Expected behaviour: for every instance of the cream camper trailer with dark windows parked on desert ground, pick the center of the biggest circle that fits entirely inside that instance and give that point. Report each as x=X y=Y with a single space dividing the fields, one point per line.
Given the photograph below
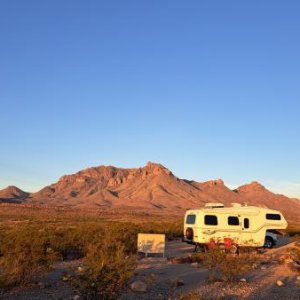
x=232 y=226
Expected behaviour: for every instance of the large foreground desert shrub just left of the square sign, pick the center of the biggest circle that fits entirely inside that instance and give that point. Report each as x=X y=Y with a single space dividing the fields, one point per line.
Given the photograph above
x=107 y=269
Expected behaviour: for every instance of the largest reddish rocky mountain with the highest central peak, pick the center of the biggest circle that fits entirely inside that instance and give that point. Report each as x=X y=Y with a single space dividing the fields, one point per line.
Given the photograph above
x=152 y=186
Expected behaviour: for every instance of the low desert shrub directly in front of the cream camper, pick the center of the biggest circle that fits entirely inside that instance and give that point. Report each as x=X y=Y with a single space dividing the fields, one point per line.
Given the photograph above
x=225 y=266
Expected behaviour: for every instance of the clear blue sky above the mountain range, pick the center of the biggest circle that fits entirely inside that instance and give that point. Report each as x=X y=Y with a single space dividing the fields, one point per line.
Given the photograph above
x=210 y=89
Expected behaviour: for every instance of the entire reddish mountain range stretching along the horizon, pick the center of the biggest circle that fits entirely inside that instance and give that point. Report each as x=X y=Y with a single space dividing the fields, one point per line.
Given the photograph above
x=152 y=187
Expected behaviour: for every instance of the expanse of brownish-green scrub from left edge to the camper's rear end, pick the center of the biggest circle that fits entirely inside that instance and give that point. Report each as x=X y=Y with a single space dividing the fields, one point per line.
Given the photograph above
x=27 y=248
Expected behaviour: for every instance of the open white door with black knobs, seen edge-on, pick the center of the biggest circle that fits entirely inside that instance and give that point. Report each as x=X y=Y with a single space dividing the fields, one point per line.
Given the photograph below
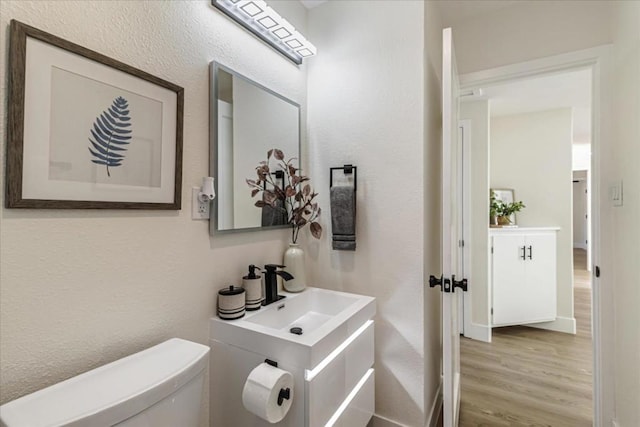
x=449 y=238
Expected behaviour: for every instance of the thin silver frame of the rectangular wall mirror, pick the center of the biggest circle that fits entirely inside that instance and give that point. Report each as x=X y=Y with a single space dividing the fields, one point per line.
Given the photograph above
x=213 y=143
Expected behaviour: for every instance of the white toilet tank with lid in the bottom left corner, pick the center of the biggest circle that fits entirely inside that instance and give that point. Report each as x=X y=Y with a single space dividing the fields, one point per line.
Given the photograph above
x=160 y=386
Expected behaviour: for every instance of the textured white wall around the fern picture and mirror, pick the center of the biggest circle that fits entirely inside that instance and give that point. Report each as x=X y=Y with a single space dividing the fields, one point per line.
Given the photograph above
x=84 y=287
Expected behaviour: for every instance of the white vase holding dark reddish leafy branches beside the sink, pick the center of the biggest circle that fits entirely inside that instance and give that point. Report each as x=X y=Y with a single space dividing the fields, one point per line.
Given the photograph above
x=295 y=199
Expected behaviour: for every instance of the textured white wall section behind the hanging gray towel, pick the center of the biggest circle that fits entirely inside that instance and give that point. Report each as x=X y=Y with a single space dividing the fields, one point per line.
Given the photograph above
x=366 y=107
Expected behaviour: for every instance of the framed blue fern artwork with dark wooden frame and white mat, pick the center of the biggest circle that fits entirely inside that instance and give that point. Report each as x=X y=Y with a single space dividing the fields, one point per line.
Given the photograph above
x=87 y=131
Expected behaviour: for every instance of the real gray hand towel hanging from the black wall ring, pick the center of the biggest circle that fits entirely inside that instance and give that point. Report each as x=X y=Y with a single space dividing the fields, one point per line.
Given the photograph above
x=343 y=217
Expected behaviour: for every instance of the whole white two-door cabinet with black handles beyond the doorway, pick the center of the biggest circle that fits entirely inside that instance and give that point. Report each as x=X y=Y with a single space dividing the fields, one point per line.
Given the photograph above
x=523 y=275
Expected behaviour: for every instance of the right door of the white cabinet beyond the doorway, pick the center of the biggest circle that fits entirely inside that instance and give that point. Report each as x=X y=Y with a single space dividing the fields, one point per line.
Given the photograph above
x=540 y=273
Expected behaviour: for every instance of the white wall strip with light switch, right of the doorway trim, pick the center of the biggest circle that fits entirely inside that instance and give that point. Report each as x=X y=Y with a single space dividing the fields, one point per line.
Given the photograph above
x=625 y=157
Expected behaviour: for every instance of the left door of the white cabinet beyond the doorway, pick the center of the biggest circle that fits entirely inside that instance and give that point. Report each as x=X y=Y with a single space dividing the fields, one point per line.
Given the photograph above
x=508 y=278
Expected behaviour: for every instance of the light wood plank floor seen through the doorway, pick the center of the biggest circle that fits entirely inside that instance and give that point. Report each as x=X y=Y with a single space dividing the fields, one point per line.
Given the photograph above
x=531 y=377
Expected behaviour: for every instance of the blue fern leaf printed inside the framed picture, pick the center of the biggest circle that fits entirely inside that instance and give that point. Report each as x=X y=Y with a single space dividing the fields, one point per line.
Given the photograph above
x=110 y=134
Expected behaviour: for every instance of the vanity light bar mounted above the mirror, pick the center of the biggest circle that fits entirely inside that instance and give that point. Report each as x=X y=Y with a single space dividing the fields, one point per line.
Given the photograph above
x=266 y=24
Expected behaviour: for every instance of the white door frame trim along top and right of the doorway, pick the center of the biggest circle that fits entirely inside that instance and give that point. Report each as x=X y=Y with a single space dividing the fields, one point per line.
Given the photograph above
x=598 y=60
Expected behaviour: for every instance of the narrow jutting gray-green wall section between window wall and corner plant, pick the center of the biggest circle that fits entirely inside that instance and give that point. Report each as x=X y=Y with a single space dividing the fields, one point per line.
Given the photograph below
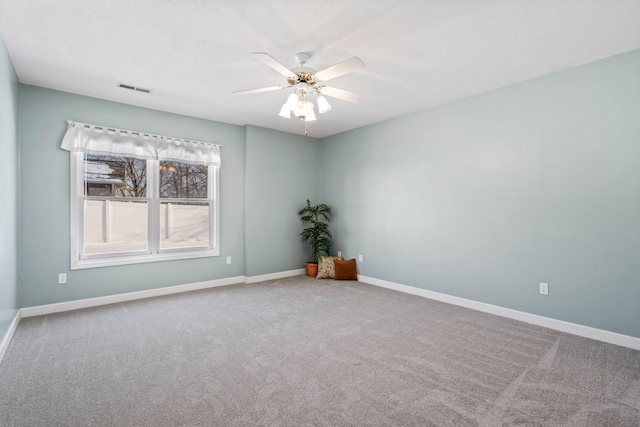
==========
> [GOAL OF THE EXERCISE] Leave out the pictures and retype the rest of the entries exactly.

> [TASK OUTPUT]
Expected behaviour: for every instance of the cream camper trailer with dark windows parked on desert ground, pick the center of the biggest circle that fits entirely inside that instance and give that point. Report each as x=X y=Y with a single space dividing the fields, one point per line.
Given the photograph below
x=232 y=226
Expected behaviour: for every instance of the large foreground desert shrub just left of the square sign, pick the center of the biggest circle that fits entirely inside that instance and give that point. Report each as x=X y=Y with a single space dividing the fields, one point per line.
Given the photograph above
x=107 y=269
Expected behaviour: for every instance of the largest reddish rocky mountain with the highest central peak, pick the center of the biggest circle that fits entirely inside that instance and give that point. Report each as x=X y=Y with a single space dividing the fields, one point per line.
Given the photograph above
x=152 y=186
Expected behaviour: for every instance of the low desert shrub directly in front of the cream camper, pick the center of the biggest circle that fits entirely inside that instance and give that point. Report each as x=X y=Y with a single space dividing the fields, one point per line.
Given the photograph above
x=225 y=266
Expected behaviour: for every instance of the clear blue sky above the mountain range, pick the center of the biggest circle that fits entirely inside that instance and give that point. Report each as x=X y=Y with a single space dividing the fields, one point per line.
Given the photograph above
x=210 y=89
Expected behaviour: for every instance of the entire reddish mountain range stretching along the horizon, pick the center of the biggest circle that fits entirely inside that instance and give that point. Report each as x=X y=Y with a single space dividing the fields, one point per line.
Given the photograph above
x=152 y=187
Expected behaviour: for every instance of the expanse of brownish-green scrub from left edge to the camper's rear end, pick the center of the biggest circle that fits entirely inside that instance and give that point. Report each as x=X y=Y with a single space dividing the fields, one point per line.
Given the photograph above
x=27 y=248
Expected behaviour: for every instance of the open white door with black knobs, seen edge-on, pick the center of the biggest circle that fits entirely inside that instance and give that point. Report each as x=X y=Y with a single space dividing the fields, one point per line.
Given the photograph below
x=449 y=238
Expected behaviour: for every instance of the thin silver frame of the rectangular wall mirror, pick the center of the biggest circle that fits entirely inside that instance and give that point. Report each as x=X y=Y with a single space dividing the fields, one point per line.
Given the photograph above
x=213 y=143
Expected behaviour: for every instance of the white toilet tank with lid in the bottom left corner, pick the center of the biggest circle that fits entirely inside that instance and give that point. Report each as x=X y=Y with a single space dividing the fields, one point per line.
Given the photograph above
x=160 y=386
Expected behaviour: for every instance of the textured white wall around the fern picture and mirror, pick the center of the biggest circle that fits entirely inside that instance and give that point. Report each as x=X y=Y with a single space dividing the fields, one point per line.
Given the photograph above
x=84 y=287
Expected behaviour: for every instance of the white vase holding dark reddish leafy branches beside the sink, pick the center of the biggest circle that fits entirely inside that instance and give that point. Report each as x=X y=Y with a single space dividing the fields, one point per line.
Given the photograph above
x=295 y=199
Expected behaviour: for every instance of the textured white wall section behind the hanging gray towel, pick the center of the biggest circle that fits entirely inside that instance and give that point. Report each as x=X y=Y with a single space dividing the fields, one point per line.
Given the photograph above
x=366 y=107
Expected behaviour: for every instance of the framed blue fern artwork with dark wooden frame and white mat, pick the center of the biggest circle that fits entirely inside that instance and give that point. Report each as x=X y=Y with a single space dividing the fields, one point per line.
Given the photograph above
x=87 y=131
Expected behaviour: for every instance of the real gray hand towel hanging from the black wall ring, pick the center of the biggest circle that fits entirely inside that instance and give that point. Report each as x=X y=Y with a single space dividing the fields, one point per line.
Given the photograph above
x=343 y=217
Expected behaviour: for every instance of the whole white two-door cabinet with black handles beyond the doorway, pick the center of the biggest circle that fits entirely inside that instance and give that point. Report each as x=X y=Y with a single space dividing the fields, one point per line.
Given the photograph above
x=523 y=275
Expected behaviour: for every instance of the right door of the white cabinet beyond the doorway, pick the center of the biggest circle that fits entirely inside that instance and give that point. Report each as x=X y=Y with a single space dividing the fields, one point per line.
Given the photograph above
x=540 y=273
Expected behaviour: for every instance of the white wall strip with light switch, right of the doorway trim, pick the center of the biggest circle that fits entirely inside that instance and give that point. Report each as x=X y=Y with a single space dividing the fields, one point per line.
Given the photograph above
x=625 y=157
Expected behaviour: for every instance of the left door of the white cabinet beyond the doorway, pick the center of the biggest circle that fits entirely inside that instance and give that point. Report each as x=X y=Y with a single space dividing the fields, one point per line.
Given the photograph above
x=508 y=278
Expected behaviour: for every instance of the light wood plank floor seen through the doorway, pick the center of the biggest circle that fits entirely inside that instance and give that point. Report each as x=X y=Y with a single space dividing the fields, one point per line.
Given the photograph above
x=531 y=377
Expected behaviour: for every instance of the blue fern leaf printed inside the framed picture, pick the center of the biggest circle that fits entirely inside that instance and give that point. Report each as x=X y=Y with a single space dividing the fields, one point per line.
Given the photograph above
x=110 y=134
Expected behaviour: for every instance of the vanity light bar mounted above the mirror, pick the center of the biggest circle that fits entirely inside that instance and give that point. Report each as x=X y=Y with a single space dividing the fields, one point per line.
Given the photograph above
x=266 y=24
Expected behaviour: for every instance of the white door frame trim along top and right of the doorway, pick the center of the biggest circle that fits entirely inside that instance and give that point. Report each as x=X y=Y with a single space dividing the fields, one point per line.
Given the photograph above
x=598 y=60
Expected behaviour: for every instance of the narrow jutting gray-green wall section between window wall and corner plant, pick the center of the biggest circle that fits entirely inside that instance and give that point. Report each as x=X y=Y with a single space dividing the fields, one point per line.
Given the photograph below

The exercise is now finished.